> **Exercise details**: Pick out the lines below that include the string "Need".

> **Data in this exercise**:
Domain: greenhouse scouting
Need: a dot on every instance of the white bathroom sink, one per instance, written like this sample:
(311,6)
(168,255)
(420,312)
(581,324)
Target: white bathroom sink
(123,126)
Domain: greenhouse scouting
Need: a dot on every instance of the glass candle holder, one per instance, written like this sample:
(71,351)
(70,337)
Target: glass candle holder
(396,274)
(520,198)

> **Exercise result**:
Need: a dot on every instance of the white bathroom sink, one per instance, written like this sample:
Need: a dot on every instance of the glass candle holder, one per instance, written like this sample:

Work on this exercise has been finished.